* [Stated exercise]:
Update the records below by replacing every "Reviewer note" with "Annotator note", leaving everything else unchanged.

(Excerpts from point annotation data)
※

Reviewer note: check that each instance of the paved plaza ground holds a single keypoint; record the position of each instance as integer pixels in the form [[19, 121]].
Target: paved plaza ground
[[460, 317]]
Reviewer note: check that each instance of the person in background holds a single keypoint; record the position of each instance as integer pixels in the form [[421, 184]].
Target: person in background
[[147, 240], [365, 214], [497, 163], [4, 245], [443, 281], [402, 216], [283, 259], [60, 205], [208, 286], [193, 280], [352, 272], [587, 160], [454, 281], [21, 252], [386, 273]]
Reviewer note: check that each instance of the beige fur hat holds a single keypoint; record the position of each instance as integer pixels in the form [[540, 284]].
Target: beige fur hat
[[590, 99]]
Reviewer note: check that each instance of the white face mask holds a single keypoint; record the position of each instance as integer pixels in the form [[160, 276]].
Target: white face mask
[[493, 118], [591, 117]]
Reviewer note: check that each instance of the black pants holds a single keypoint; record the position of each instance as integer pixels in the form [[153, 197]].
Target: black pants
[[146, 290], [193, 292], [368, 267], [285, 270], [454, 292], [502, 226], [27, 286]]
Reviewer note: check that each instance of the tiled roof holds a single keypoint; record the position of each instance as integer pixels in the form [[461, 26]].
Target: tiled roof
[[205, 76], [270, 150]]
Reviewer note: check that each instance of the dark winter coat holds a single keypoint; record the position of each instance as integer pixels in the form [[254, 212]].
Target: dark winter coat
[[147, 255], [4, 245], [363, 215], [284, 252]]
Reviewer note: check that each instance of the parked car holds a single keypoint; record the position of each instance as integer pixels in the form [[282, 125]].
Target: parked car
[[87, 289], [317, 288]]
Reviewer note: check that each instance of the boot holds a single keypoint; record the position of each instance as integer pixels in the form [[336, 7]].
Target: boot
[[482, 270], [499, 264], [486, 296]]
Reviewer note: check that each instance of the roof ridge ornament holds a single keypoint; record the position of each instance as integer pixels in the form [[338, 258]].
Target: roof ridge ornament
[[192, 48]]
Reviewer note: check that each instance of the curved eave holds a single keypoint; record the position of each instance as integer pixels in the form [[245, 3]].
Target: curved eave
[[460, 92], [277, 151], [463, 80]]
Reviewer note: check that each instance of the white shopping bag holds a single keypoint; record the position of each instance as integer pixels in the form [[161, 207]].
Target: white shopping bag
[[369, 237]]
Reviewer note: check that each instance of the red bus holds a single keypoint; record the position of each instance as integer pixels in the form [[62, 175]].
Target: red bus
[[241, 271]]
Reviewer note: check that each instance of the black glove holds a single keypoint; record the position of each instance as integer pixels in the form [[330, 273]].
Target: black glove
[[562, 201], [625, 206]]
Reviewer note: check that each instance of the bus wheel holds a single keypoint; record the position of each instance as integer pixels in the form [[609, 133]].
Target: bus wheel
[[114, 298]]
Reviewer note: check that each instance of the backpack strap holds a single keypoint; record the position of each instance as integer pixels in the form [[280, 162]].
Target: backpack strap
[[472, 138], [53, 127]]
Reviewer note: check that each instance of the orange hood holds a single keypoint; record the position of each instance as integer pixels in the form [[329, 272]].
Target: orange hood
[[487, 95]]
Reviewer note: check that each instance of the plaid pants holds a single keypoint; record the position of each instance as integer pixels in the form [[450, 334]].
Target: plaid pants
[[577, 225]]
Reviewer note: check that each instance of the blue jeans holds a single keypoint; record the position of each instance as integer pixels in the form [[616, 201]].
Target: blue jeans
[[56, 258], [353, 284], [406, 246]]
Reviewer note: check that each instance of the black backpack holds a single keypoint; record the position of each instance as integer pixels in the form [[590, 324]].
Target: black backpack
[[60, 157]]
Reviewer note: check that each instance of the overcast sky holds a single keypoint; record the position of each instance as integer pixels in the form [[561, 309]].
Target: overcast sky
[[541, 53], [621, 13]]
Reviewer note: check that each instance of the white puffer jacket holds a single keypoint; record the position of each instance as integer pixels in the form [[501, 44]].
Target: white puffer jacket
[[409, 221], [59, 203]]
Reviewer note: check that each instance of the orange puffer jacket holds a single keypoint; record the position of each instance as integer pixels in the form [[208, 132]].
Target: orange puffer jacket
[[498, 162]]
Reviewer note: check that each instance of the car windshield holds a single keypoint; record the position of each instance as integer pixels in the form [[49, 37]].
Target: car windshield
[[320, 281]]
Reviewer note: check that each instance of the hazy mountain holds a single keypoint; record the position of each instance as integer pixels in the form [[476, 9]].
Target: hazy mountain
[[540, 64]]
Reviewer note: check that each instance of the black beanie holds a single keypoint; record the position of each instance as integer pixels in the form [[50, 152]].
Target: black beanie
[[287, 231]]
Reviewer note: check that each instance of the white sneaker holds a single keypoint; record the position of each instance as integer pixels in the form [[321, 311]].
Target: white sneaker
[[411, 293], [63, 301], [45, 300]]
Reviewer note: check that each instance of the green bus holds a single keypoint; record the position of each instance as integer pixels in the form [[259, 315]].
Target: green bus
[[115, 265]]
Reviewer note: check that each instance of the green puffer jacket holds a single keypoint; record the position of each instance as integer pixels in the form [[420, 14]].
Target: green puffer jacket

※

* [The answer]:
Annotator note: check that each instance of the paved plaza ground holds a single keypoint; record the position of each instance as integer pixels in the form [[19, 121]].
Target: paved plaza ground
[[460, 317]]
Annotator note: check that each instance of the person in background holds a single keypoint; record the position of each instance as integer pixels in the form [[421, 184]].
Target: person in background
[[147, 240], [365, 214], [497, 163], [4, 245], [443, 281], [402, 216], [283, 259], [60, 205], [208, 286], [193, 280], [352, 272], [587, 160], [454, 281], [21, 252], [386, 273]]
Annotator note: check that each instance of the beige fur hat holds a single keypoint; record the position of each instance as integer pixels in the form [[540, 284]].
Target: beige fur hat
[[590, 99]]
Annotator note: check that each instance of the white face mask holds a single keypoint; record the position of each instance as integer pixels in the form [[160, 276]].
Target: white face mask
[[493, 118], [591, 117]]
Annotator note: check that each instance of the black pants holds a single keypoint; record the position of each instance as integer pixels in the form [[153, 197]].
Target: black pants
[[146, 290], [193, 292], [368, 267], [285, 270], [454, 292], [502, 226], [27, 286]]
Annotator note: check that each instance of the tiled roof holds a single keypoint; record the position of each instance as integer pixels in the form [[461, 26]].
Target: tiled roof
[[205, 76], [270, 150]]
Annotator note: check that each instance of the dark winter coat holds a single keypoint; record the position of each instance as integer pixels in the form [[254, 212]].
Target: dark winter coat
[[147, 255], [4, 245], [363, 215], [284, 252]]
Annotator note: check that each instance of the parked car holds a single keypoint; record the position of each instance as integer pixels in the form [[282, 125]].
Target: parked car
[[87, 289], [317, 288]]
Annotator note: check that each instance of the boot holds a single keypoint; record the position of each instance as integer pixels in the form [[336, 7]].
Target: boot
[[482, 270], [499, 264], [486, 296]]
Annotator note: check that each instance of the roof ridge ornament holds a single keypoint; record the position of each instance as integer pixels in the form [[338, 258]].
Target: roof ridge ornament
[[192, 48]]
Annotator note: check that each instance of the curved eave holds a single keypoint; record the position of each instance as integer pixels in the form [[245, 3]].
Target: curved eave
[[460, 92], [277, 151], [463, 80]]
Annotator note: check that each instance of the white shopping bag holds a single keypoint; record the position of each instance as integer pixels in the form [[161, 207]].
Target: white shopping bag
[[369, 237]]
Annotator note: check that each instance of the red bus holds a single keypoint; record the position of each instance as integer pixels in the form [[62, 175]].
Target: red bus
[[241, 271]]
Annotator note: check that each instance of the black glove holds a single keypoint; record the position of each instance as integer pixels in the form [[330, 273]].
Target: black glove
[[562, 201], [625, 206]]
Annotator note: check that each instance of the bus wheel holds a single keypoint; record the position of each instance as integer pixels in the form [[609, 133]].
Target: bus wheel
[[114, 298]]
Annotator note: check that each instance of the backpack strap holds a single keypoint; record the position of each instance as integer pixels in the form [[280, 162]].
Target: backpack strap
[[472, 138], [53, 127]]
Annotator note: check that each instance of the orange hood holds a single keypoint; record the position of each instance as integer pixels in the form [[329, 272]].
Target: orange hood
[[487, 95]]
Annotator note: check that each instance of the plaid pants holds a single keypoint; record the position of each instance as integer pixels in the form [[450, 334]].
Target: plaid pants
[[577, 225]]
Annotator note: check that each instance of the blue jeans holds a single keypoint; record the position of each instance as integer pixels in the form [[616, 201]].
Target: blue jeans
[[56, 258], [353, 284], [406, 246]]
Annotator note: check that each instance of the black backpack holds a single keypoint; record the position of each instance as integer pixels in the form [[590, 324]].
Target: black backpack
[[60, 157]]
Annotator note: check that each instance of the overcast sky holds a single keypoint; record the position of each instance as integer pixels in the form [[561, 309]].
Target: overcast sky
[[541, 53], [621, 13]]
Annotator note: check that each instance of the white puffer jacket holds a single keypoint; record the position of each instance as integer pixels in the form [[501, 44]].
Target: white puffer jacket
[[409, 221], [59, 203]]
Annotator note: check that each instance of the orange puffer jacket holds a single keypoint; record the position of each instance as integer pixels in the form [[208, 132]].
Target: orange puffer jacket
[[498, 162]]
Annotator note: check that each instance of the car windshield holds a single keypoint; record the position of each instance as integer pixels in the form [[49, 37]].
Target: car windshield
[[320, 281]]
Annotator note: check that each instance of the hazy mountain holds a single keypoint; record the position of each instance as integer pixels in the form [[476, 9]].
Target: hazy mountain
[[540, 64]]
Annotator note: check that each instance of the black beanie holds a single keypoint; record the position of each instance as integer pixels in the form [[50, 152]].
Target: black beanie
[[287, 231]]
Annotator note: check that each instance of the white sneaker holds a single keypoint; record the position of each instance as integer pixels in the form [[321, 311]].
Target: white sneaker
[[411, 293], [63, 301], [45, 300]]
Annotator note: check that each instance of the green bus holds a single keypoint; record the position of each instance as integer pixels in the form [[259, 315]].
Target: green bus
[[115, 265]]
Annotator note: check that each instance of the green puffer jacket holds a single keypoint; record the position of each instance as integer pixels in the form [[420, 14]].
Target: green puffer jacket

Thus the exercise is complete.